▶ _TASK GOAL_:
Among the entries below, the lines from the one with "Every instance of the stone colonnade" up to and including the one with "pixel 523 545" are to be restated exactly, without pictures.

***** EXTRACTED RECORDS *****

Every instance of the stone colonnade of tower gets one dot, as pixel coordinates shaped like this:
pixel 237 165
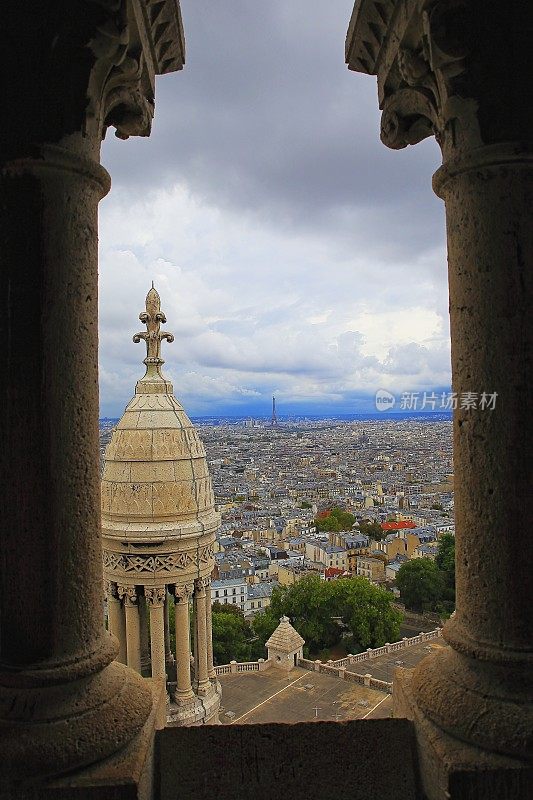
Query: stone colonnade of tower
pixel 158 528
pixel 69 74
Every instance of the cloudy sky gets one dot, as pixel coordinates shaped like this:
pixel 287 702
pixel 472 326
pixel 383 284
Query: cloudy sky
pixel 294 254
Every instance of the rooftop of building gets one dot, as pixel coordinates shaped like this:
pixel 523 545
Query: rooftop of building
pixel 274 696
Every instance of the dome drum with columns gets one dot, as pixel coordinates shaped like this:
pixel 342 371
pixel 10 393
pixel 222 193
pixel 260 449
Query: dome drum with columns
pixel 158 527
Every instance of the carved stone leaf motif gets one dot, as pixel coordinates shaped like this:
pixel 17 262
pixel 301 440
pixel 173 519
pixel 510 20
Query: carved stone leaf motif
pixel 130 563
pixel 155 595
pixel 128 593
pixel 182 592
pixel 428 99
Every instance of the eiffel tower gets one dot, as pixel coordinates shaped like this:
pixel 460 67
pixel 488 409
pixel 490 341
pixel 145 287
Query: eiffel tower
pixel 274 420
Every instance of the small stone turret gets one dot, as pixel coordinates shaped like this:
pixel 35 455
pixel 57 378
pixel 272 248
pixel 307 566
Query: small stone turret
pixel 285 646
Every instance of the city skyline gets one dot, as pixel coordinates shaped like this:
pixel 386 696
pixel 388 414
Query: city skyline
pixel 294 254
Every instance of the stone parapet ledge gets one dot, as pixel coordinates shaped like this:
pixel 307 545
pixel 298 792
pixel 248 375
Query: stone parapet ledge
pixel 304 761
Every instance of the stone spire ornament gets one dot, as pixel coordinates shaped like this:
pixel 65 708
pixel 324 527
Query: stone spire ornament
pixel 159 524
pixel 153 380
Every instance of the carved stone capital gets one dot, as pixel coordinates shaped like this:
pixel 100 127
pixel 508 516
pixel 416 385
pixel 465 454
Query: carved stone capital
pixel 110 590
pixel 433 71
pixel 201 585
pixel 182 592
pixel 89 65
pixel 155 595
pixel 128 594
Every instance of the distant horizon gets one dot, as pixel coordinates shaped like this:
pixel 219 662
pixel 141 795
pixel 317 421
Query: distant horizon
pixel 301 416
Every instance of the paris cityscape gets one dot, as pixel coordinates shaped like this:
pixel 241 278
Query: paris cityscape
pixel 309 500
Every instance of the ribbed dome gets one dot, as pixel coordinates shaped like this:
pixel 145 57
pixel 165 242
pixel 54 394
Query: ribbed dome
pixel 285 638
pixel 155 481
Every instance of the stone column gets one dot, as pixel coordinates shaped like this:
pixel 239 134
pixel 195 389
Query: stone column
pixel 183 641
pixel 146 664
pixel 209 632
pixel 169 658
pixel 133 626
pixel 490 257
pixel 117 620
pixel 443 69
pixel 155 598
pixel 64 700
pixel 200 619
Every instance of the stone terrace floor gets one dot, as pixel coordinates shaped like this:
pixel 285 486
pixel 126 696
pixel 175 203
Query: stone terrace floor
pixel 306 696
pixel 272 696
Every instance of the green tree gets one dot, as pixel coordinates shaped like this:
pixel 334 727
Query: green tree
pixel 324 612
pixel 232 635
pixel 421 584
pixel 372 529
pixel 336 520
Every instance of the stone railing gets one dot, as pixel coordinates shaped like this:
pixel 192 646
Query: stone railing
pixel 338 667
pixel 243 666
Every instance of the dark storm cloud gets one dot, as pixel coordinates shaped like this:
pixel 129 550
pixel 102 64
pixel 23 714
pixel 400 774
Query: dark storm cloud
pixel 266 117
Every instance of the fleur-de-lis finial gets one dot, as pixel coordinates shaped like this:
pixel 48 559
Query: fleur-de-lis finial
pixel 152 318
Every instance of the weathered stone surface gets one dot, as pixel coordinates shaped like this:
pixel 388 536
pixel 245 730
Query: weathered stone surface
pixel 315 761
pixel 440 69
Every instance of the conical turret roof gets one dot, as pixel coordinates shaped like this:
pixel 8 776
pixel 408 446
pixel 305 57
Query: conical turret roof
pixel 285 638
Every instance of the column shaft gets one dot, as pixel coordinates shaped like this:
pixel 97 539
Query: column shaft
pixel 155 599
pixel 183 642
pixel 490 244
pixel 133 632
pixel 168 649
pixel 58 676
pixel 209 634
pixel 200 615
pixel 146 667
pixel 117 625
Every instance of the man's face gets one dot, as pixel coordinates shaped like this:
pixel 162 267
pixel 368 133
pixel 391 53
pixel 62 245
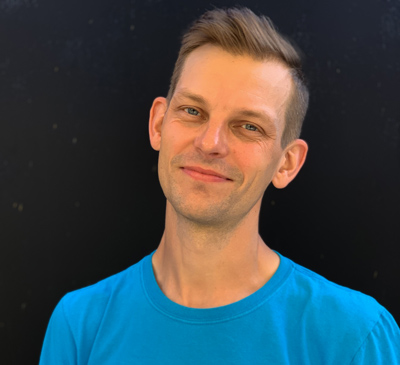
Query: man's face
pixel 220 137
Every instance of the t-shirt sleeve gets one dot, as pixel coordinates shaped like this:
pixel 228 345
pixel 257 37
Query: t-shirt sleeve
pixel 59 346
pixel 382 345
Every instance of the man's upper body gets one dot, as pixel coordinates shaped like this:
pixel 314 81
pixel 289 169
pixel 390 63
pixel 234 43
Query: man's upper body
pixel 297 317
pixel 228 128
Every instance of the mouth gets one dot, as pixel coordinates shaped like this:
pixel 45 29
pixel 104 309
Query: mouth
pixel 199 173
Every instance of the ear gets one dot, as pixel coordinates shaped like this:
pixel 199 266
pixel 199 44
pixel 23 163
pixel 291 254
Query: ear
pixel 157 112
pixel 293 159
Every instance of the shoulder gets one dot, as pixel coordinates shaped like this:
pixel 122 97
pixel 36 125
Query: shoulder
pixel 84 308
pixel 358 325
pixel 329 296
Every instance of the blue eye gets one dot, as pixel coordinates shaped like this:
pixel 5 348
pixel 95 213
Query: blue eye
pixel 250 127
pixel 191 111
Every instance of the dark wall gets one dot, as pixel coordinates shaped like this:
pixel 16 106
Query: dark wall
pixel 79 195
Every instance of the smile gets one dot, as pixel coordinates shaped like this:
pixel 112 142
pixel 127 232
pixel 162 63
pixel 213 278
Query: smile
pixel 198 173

*****
***** EXTRACTED RECORDS *****

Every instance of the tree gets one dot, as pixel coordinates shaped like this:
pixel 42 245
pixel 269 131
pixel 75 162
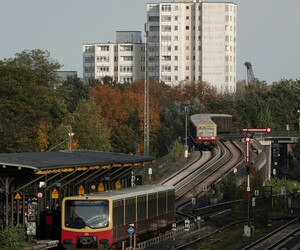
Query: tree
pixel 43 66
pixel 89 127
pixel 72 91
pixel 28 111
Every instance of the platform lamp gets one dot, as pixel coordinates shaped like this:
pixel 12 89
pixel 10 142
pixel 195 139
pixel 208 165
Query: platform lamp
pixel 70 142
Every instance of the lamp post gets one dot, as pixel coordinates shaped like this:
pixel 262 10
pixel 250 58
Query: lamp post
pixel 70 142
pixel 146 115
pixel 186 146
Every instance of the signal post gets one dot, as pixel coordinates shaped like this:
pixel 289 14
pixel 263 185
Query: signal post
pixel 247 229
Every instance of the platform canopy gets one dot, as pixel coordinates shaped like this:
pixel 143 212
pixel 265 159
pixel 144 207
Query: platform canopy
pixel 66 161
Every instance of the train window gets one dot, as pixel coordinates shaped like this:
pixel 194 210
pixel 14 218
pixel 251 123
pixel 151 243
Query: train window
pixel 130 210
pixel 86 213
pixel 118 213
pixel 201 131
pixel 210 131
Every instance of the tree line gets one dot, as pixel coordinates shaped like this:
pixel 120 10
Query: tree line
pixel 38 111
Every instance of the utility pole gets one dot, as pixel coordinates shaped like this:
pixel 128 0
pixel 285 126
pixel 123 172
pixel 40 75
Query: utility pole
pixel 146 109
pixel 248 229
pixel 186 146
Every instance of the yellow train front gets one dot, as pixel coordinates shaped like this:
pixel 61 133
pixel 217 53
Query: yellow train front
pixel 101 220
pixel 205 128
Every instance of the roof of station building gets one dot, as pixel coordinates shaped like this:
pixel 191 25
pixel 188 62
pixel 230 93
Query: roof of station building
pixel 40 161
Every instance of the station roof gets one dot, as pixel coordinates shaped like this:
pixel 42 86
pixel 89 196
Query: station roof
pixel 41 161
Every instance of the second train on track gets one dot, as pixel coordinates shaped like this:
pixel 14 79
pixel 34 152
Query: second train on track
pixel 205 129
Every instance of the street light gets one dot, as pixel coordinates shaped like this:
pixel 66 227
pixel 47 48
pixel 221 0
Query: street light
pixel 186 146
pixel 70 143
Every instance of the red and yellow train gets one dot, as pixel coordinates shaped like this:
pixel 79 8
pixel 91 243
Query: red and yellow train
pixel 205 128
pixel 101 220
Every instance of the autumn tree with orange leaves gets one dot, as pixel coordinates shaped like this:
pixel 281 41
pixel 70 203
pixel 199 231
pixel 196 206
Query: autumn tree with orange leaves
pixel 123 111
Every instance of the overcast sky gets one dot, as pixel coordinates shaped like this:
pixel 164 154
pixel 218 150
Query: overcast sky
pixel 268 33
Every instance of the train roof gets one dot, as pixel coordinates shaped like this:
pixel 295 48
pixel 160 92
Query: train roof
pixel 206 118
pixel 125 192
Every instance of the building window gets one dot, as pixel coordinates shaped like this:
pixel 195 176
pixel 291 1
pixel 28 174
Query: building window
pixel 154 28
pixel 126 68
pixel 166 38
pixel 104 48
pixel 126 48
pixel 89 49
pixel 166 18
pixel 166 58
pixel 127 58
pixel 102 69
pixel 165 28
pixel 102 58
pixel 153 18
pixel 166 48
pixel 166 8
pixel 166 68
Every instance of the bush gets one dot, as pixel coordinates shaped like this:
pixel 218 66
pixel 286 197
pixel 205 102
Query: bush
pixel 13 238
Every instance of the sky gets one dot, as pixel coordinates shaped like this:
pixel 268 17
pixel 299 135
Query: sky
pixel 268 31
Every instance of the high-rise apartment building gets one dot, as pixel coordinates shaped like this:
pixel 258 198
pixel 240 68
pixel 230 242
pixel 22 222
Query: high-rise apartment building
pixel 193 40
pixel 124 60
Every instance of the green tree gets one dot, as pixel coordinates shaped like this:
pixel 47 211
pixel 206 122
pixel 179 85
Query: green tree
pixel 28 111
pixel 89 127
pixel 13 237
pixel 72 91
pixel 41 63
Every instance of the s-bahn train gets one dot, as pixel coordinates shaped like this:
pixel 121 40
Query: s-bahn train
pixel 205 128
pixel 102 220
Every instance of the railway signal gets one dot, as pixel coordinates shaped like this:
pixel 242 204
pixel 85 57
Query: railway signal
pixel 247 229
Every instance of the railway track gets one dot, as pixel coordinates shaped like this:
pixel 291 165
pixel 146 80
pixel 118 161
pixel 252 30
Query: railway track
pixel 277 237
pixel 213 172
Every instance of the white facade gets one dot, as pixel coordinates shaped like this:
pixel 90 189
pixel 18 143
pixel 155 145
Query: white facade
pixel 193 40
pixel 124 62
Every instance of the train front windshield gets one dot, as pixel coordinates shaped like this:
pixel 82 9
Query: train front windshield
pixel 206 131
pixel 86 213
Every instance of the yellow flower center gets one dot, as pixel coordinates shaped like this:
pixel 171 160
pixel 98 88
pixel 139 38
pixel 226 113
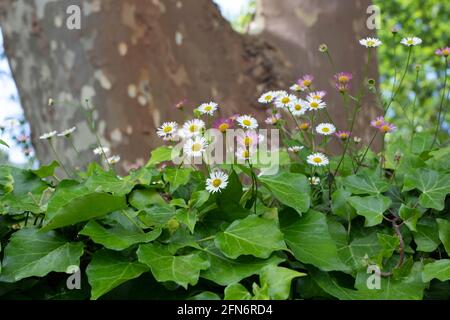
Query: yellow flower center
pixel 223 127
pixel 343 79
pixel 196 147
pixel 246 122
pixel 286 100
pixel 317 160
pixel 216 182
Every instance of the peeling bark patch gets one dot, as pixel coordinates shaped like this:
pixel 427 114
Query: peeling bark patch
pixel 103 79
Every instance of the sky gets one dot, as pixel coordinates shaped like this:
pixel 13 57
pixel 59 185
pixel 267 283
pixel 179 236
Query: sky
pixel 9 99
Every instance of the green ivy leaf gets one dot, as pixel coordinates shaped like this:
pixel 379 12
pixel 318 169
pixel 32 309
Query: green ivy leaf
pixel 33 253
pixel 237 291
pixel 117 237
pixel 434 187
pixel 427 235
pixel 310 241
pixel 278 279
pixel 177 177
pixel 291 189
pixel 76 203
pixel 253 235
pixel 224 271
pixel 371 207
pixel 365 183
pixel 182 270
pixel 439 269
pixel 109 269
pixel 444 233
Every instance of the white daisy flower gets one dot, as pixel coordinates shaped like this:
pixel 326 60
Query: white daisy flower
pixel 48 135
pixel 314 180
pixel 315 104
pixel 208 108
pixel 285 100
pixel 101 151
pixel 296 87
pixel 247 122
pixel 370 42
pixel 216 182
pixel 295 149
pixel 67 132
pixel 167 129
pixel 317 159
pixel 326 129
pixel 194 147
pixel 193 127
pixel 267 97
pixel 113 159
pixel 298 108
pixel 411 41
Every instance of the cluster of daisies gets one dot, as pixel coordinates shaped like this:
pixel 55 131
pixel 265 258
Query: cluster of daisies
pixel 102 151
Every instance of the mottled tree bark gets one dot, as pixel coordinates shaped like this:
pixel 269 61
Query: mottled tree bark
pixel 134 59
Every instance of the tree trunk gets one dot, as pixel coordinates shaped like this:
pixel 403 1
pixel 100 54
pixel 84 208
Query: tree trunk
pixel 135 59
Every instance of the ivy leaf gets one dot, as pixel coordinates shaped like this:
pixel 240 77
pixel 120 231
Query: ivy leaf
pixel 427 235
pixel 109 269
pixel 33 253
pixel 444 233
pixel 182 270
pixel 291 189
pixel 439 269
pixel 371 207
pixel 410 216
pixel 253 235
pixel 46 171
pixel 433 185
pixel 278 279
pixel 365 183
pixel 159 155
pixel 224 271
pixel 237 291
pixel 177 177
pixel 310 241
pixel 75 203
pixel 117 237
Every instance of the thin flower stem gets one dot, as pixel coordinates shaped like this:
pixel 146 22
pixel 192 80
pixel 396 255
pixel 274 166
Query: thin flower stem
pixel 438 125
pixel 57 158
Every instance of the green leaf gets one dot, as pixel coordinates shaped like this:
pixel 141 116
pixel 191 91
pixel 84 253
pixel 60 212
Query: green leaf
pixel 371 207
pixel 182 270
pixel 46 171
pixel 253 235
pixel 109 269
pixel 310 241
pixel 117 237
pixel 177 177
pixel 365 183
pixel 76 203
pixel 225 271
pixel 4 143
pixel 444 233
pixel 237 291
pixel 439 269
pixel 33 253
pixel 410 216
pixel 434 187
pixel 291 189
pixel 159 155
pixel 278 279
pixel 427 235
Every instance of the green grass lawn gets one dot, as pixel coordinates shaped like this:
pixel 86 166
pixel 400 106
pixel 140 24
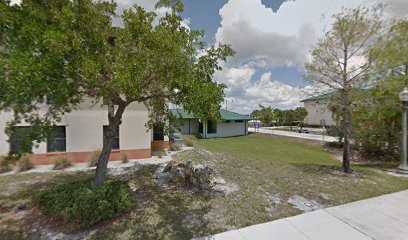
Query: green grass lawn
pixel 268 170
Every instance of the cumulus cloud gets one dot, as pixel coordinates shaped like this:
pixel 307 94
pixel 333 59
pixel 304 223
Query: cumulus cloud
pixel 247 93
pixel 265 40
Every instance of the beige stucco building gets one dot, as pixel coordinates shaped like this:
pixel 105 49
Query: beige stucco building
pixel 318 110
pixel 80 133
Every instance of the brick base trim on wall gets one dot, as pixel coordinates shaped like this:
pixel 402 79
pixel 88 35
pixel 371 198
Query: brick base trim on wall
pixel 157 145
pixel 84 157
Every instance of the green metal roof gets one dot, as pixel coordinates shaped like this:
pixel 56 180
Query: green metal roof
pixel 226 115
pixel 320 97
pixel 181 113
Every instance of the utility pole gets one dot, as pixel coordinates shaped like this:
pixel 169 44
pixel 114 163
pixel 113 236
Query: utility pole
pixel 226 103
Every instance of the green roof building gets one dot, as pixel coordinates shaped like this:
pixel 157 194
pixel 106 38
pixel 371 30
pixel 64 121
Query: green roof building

*****
***** EXTRACTED RECORDS *****

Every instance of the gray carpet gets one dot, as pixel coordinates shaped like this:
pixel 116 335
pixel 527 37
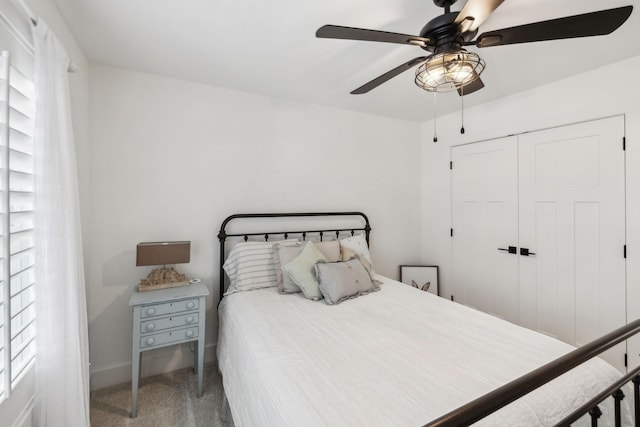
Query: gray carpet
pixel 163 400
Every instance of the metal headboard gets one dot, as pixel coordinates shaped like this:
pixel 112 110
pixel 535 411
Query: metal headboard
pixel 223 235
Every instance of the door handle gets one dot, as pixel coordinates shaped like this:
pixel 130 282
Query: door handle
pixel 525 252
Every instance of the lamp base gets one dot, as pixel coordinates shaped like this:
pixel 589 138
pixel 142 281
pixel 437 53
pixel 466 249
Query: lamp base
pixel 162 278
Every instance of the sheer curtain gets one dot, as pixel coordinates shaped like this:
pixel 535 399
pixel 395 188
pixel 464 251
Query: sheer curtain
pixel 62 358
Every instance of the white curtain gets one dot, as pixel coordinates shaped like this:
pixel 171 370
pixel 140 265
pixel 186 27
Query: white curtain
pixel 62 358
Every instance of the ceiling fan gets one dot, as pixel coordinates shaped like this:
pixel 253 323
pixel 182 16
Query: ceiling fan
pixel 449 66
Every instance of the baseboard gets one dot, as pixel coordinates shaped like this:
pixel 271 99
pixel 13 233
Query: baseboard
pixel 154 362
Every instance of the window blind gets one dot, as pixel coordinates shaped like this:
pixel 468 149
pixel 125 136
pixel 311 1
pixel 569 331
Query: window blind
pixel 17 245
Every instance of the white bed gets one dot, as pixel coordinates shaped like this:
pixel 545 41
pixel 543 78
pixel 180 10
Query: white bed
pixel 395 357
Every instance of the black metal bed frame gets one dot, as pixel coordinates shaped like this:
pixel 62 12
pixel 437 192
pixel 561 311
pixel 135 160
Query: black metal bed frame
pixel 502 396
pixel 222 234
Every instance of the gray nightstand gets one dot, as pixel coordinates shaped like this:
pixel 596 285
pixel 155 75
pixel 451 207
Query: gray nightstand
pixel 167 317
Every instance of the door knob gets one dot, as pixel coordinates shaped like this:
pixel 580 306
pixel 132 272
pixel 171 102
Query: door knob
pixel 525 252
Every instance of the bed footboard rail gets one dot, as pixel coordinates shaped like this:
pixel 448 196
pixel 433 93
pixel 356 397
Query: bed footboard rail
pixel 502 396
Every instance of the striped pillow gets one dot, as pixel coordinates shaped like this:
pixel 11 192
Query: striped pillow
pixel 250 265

*****

▶ _ANSWER BOX_:
Every instance of the stone colonnade of tower gets one dot, as pixel coordinates shaped like this:
pixel 237 165
Query: stone colonnade of tower
pixel 158 528
pixel 69 74
Every instance of the cloudy sky gets one dot, as pixel coordinates shaped like this:
pixel 287 702
pixel 472 326
pixel 383 284
Query: cloudy sky
pixel 294 254
Every instance of the rooftop of building gets one dot, as pixel coordinates shaped like this:
pixel 523 545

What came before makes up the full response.